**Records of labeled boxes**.
▼

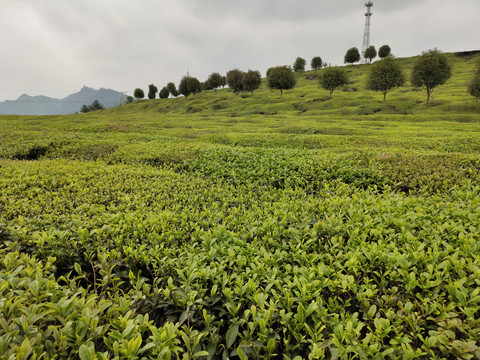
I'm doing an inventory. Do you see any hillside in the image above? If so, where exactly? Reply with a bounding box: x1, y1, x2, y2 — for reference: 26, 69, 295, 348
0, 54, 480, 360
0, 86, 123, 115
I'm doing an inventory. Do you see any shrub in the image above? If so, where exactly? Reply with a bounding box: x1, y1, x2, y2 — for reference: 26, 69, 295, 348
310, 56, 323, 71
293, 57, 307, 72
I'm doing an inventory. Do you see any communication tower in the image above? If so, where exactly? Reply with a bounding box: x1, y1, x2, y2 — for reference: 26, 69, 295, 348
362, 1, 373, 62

▲
▼

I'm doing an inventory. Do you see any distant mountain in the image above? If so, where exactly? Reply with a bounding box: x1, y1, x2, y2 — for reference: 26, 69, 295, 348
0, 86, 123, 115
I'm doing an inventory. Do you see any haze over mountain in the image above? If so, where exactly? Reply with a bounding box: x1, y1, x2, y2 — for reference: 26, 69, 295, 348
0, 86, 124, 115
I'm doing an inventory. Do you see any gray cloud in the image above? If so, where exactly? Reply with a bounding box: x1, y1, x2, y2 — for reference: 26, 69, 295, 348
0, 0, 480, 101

▲

**Aim**.
Write out the lines of the material verbatim, starting with the line containing "I'm doing an inventory. Do you see any communication" and ending with the line containing "362, 1, 373, 62", including both of those lines.

**Answer below**.
I'm doing an inventory. Do you see any communication tower in the image above? If so, where exactly? Reply with a bounding box: x1, y1, x2, y2 — for reference: 26, 69, 295, 348
362, 1, 373, 62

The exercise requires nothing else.